── Input ──
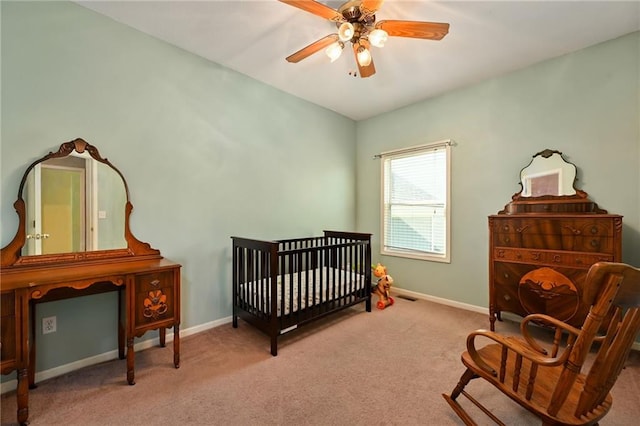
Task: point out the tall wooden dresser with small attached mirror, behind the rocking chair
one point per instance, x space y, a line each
541 247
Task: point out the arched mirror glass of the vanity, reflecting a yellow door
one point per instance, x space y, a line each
73 204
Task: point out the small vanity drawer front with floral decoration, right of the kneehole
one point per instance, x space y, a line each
155 296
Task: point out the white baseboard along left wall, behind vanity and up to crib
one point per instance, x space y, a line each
111 355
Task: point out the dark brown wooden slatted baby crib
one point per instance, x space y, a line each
281 285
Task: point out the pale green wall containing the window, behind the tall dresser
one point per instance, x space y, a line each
585 104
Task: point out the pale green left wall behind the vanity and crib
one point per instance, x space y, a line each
207 153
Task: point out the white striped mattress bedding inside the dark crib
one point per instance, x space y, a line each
337 282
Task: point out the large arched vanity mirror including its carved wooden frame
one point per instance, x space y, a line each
72 205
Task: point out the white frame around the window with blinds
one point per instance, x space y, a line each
416 254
───
**Prompt:** List all lines from the entries that include the word "with".

**Exercise response:**
Task: point out the tall wooden dresser with small attached mirror, behind the rocking chair
Task: point out the small vanity drawer front with floral decoration, right of the kneehole
Task: point out the white frame around the window with blinds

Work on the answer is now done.